* [PASSAGE]
Description
Object description
British schoolchild in Hoxton, London, GB, 1911-1921
Content description
REEL 1 Recollections of period as schoolchild in Hoxton, London, GB, 1911-1921: family; family's living conditions; bathing and washing; parent's work; memories of German air raids on London; Armistice Day celebrations, 11/11/1918; later awareness of hositility shown towards German community in London; sight of troops marching in Hoxton; brother's conscription for military service; food shortages and meals; attending children's play centre in Tavistock Square; parent's drinking habits; father's treatment of family; role of women in family.
REEL 2 Continues: bathing and public baths; family's accommodation; gas supply; how tenants in debt would 'shoot the moon'; overcrowding and sleeping arrangements; presence of vermin in house; clothing; free meals from Alexandra Trust; Sunday school outings; toys and Christmas parties; games played in street; making toys; swimming in Regents Canal.
REEL 3 Continues: visit to British Museum, 1917; swimming in lake in Victoria Park; bicycle rides around London; education at Napier Street School; refusal of trade school opportunity; pay as tea boy on building site; own health and infant mortality rate; incident of violence and police reaction; prevalence of drunkenness; own parent's drinking; family use of pawnbroker; shops and Hoxton Market; outing to Loughton with Salvation Army; family Christmas celebrations.

* [EXERCISE SET]
1. According to the description of the Hoxton recollections, which school did the speaker attend?
2. Write out the description of the Hoxton recollections from "REEL 2 Continues: bathing" to "in Regents Canal.".
3. Extend the description of the Hoxton schoolchild's recollections beyond its final line.

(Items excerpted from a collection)
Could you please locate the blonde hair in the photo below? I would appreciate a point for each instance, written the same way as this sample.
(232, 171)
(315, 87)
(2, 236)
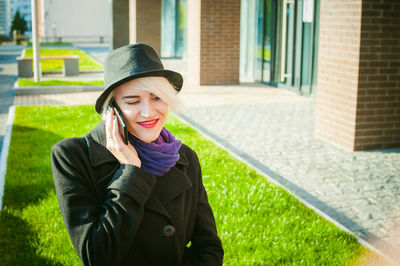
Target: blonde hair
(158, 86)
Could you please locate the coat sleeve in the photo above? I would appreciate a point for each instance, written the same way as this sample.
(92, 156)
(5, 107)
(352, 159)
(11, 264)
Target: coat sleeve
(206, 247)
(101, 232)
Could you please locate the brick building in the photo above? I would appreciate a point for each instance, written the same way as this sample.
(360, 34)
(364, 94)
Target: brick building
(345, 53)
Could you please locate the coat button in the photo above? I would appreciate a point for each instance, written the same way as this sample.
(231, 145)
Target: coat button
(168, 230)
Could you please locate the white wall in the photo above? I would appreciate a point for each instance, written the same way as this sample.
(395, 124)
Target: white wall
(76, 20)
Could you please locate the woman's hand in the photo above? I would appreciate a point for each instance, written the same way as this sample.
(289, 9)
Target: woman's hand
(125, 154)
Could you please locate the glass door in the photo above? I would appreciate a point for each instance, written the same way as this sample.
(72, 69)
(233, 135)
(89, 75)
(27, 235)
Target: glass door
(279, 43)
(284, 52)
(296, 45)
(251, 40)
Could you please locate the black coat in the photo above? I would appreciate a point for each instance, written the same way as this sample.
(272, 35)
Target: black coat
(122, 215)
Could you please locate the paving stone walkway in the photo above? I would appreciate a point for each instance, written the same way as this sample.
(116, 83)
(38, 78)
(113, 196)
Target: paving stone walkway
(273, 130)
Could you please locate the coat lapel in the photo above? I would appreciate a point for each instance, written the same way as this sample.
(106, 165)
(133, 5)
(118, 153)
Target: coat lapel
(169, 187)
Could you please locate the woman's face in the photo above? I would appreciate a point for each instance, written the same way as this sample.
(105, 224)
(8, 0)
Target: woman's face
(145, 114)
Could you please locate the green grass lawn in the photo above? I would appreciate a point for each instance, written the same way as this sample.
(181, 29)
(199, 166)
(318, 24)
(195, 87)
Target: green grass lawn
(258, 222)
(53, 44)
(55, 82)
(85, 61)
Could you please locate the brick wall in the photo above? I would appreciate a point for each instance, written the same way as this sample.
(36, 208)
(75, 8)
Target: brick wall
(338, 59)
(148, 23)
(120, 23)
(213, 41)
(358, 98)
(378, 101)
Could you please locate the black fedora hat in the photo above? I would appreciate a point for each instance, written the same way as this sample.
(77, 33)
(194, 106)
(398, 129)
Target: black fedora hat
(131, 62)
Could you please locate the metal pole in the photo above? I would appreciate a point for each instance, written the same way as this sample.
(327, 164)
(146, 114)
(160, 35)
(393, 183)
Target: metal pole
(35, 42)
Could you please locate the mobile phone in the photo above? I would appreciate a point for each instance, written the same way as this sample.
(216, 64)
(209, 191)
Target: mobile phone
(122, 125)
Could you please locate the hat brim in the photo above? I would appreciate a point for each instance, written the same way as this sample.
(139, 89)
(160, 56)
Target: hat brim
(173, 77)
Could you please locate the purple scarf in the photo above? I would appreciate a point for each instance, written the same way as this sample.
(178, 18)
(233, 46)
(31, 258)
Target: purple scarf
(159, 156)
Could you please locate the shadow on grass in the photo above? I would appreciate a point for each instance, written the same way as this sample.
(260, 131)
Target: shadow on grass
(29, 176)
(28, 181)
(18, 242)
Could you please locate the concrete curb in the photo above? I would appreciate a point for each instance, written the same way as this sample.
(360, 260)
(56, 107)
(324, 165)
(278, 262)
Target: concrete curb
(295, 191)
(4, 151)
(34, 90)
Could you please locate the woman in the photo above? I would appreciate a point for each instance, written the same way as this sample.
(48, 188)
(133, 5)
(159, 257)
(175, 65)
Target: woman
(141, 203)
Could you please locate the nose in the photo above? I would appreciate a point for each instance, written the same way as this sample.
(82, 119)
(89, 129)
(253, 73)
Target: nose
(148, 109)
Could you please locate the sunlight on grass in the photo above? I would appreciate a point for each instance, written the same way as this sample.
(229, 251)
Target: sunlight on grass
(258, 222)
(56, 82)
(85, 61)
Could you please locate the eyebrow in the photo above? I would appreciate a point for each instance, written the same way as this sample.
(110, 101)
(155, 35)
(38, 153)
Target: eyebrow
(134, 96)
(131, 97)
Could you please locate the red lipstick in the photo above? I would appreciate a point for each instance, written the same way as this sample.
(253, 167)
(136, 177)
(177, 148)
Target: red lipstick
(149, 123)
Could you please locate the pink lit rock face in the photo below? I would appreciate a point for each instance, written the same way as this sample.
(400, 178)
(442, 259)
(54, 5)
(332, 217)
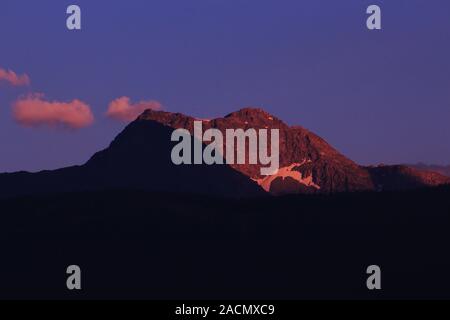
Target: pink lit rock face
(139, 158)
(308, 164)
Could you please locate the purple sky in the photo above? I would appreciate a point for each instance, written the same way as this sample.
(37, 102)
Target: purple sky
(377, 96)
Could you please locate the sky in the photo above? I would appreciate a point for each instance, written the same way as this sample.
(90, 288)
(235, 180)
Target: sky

* [ACTIVITY ANSWERS]
1. Napier Street School.

2.
REEL 2 Continues: bathing and public baths; family's accommodation; gas supply; how tenants in debt would 'shoot the moon'; overcrowding and sleeping arrangements; presence of vermin in house; clothing; free meals from Alexandra Trust; Sunday school outings; toys and Christmas parties; games played in street; making toys; swimming in Regents Canal.

3.
REEL 4 Continues: other holidays; mother's piano playing and contact with local church; question of unimportance of religion to local people's lives; education and literacy; air raid warnings; sheltering in brewery during air raid; local trades; special wartime policemen; relations between police and local people; significance of doctor's car; lack of medical care available; mother's experience of childbirth.
REEL 5 Continues: helping victims of influenza epidemic, 1918; sight of returning war wounded; police searches for those avoiding military service; reaction of local populace towards German bombing; how children used German names as insults; attitude towards Treaty of Versailles and German reparations, 1919; British opinion of American troops; visits to cinema.